- TO DO: Put the part of the data below that opens with the line containing "# point at: black backdrop" and closes with the line containing "(343, 1044)", both ends included, into a JSON list of strings. Use one string per line and leave out blank lines.

- EXTRACTED DATA:
_ _ _

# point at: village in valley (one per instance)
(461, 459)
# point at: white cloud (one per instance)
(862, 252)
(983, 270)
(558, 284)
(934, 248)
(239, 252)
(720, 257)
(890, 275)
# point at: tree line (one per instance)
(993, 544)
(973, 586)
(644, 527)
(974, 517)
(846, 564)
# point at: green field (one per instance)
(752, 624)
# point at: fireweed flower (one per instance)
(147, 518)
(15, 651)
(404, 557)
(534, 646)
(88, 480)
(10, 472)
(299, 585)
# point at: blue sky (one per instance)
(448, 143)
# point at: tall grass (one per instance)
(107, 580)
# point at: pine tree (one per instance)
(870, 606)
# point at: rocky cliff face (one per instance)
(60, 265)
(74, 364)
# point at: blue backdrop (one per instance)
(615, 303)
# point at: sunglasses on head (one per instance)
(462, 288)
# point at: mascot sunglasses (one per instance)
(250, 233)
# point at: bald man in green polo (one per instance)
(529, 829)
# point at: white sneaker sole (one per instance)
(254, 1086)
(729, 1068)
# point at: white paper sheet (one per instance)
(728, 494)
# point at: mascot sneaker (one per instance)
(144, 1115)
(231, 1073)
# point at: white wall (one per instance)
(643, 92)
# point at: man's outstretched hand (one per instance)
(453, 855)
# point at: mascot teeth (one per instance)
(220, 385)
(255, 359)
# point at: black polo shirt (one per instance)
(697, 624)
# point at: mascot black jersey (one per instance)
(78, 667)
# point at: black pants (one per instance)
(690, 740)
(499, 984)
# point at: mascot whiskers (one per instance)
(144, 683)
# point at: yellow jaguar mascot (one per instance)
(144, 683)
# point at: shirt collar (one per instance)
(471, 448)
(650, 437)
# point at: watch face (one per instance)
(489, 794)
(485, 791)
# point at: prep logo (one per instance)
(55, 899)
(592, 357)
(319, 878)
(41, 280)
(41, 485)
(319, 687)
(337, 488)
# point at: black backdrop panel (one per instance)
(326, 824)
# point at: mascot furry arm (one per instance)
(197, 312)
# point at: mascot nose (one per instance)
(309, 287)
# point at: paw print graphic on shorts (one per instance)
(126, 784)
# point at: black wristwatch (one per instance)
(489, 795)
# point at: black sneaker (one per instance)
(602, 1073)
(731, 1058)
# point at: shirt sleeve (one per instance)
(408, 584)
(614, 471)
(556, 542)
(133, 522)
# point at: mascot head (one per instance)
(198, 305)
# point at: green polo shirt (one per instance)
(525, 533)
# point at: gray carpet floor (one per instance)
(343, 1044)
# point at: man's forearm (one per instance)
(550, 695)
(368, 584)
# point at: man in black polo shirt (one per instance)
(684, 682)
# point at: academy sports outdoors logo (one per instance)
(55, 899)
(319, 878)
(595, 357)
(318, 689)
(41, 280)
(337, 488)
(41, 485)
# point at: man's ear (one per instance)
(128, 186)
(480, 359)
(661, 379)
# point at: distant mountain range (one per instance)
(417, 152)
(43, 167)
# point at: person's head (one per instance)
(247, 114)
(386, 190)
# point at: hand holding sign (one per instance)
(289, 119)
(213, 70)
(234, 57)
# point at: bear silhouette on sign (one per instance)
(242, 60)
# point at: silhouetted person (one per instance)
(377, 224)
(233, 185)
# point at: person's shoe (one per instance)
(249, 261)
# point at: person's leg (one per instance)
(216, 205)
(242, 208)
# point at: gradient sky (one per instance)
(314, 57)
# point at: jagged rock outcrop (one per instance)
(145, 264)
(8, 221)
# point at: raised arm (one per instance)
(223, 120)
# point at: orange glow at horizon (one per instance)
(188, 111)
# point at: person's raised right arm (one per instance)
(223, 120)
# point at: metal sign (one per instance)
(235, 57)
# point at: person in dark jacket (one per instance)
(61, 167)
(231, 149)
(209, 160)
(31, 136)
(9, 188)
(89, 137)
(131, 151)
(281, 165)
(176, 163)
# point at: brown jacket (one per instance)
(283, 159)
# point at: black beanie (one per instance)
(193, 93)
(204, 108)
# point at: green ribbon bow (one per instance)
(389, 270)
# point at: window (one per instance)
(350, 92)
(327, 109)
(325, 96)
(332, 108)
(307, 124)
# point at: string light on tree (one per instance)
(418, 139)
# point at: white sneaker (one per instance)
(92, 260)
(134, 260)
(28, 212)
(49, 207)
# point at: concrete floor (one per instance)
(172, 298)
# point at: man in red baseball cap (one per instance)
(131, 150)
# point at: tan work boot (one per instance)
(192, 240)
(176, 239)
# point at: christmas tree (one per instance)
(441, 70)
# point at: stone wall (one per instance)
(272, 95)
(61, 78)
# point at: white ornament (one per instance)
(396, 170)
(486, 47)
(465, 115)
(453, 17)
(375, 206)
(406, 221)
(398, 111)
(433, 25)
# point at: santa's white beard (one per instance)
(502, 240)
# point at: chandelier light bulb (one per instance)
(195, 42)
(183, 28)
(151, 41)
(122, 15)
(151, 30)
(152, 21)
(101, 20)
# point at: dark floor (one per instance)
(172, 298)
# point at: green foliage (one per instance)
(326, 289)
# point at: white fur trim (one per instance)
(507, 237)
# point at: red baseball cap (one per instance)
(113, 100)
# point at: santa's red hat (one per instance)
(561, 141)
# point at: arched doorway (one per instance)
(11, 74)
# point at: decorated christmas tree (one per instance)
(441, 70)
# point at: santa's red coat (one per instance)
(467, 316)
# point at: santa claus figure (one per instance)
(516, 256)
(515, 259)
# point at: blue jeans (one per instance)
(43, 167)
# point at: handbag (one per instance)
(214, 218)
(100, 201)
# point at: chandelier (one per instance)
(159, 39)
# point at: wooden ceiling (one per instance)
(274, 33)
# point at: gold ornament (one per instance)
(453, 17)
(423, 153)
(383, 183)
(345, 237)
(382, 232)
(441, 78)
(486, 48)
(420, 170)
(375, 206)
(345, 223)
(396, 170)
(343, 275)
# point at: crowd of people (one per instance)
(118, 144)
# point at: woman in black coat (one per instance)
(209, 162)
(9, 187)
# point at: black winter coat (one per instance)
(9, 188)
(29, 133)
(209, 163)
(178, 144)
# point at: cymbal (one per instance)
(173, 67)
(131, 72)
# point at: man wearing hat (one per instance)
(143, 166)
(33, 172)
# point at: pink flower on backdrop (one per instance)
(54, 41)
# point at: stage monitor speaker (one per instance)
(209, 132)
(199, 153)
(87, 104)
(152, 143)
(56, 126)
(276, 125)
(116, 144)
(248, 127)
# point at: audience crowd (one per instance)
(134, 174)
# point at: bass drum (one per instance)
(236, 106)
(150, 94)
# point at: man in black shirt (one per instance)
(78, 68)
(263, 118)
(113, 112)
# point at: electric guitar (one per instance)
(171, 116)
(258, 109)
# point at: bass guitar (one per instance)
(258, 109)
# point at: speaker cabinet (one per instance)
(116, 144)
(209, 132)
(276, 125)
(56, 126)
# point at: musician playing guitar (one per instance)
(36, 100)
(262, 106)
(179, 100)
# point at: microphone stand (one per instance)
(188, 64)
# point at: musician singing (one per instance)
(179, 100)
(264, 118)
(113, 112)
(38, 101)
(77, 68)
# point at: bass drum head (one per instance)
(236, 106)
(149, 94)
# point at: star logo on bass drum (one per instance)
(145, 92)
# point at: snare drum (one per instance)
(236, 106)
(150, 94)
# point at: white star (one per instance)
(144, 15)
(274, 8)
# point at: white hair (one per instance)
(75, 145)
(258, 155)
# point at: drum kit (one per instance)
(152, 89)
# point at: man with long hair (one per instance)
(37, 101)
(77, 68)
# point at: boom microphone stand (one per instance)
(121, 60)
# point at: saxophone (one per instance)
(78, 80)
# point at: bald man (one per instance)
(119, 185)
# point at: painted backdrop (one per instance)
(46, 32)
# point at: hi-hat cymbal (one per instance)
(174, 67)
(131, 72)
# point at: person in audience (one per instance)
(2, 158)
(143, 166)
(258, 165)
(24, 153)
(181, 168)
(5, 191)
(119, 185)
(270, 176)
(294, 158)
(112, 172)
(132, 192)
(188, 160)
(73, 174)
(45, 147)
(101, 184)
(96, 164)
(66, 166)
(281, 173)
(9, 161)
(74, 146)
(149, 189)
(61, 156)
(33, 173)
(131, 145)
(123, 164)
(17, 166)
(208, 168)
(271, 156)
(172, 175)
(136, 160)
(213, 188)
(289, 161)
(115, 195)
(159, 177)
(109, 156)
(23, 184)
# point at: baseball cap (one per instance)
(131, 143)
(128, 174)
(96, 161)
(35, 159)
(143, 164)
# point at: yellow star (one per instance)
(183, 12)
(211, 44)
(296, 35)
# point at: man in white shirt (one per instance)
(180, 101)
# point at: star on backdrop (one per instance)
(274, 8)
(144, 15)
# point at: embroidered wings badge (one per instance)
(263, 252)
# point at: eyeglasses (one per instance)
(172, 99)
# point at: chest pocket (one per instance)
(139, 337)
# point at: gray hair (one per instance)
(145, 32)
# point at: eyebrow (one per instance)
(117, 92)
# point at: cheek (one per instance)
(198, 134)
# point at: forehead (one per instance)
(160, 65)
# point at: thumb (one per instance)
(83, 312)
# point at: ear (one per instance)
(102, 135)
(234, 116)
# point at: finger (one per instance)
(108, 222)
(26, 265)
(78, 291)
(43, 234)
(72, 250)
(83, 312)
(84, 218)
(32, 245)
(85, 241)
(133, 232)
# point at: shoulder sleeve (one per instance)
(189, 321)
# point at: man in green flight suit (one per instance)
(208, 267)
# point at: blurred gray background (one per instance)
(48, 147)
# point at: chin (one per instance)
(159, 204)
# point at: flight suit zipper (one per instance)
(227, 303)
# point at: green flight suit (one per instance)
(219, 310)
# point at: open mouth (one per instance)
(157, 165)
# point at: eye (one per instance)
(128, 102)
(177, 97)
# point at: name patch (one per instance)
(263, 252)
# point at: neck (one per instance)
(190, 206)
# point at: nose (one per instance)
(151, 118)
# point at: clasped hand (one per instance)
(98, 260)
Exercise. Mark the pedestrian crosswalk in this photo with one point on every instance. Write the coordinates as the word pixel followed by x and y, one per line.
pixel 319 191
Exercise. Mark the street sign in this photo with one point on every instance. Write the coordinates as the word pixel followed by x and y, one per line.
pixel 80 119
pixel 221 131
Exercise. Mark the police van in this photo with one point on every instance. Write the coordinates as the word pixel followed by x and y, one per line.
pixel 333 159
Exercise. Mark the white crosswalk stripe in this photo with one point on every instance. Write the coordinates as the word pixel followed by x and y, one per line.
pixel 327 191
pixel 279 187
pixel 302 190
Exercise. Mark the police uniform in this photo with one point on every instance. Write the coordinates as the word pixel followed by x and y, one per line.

_ _ _

- WRITTEN REPLY:
[
  "# point at: black backdrop panel (one per instance)",
  "(326, 824)",
  "# point at: mascot furry arm (one per instance)",
  "(197, 312)",
  "# point at: mascot nose (one per instance)",
  "(309, 287)",
  "# point at: paw print graphic on shorts (one per instance)",
  "(126, 784)",
  "# point at: black wristwatch (one per instance)",
  "(489, 795)",
  "# point at: black sneaker (one per instance)",
  "(602, 1073)",
  "(731, 1058)",
  "# point at: shirt sleeve (one per instance)",
  "(408, 584)",
  "(614, 471)",
  "(556, 542)",
  "(133, 522)",
  "# point at: mascot head (one per instance)",
  "(198, 305)",
  "# point at: green polo shirt (one per instance)",
  "(525, 533)",
  "# point at: gray carpet floor (one per instance)",
  "(343, 1044)"
]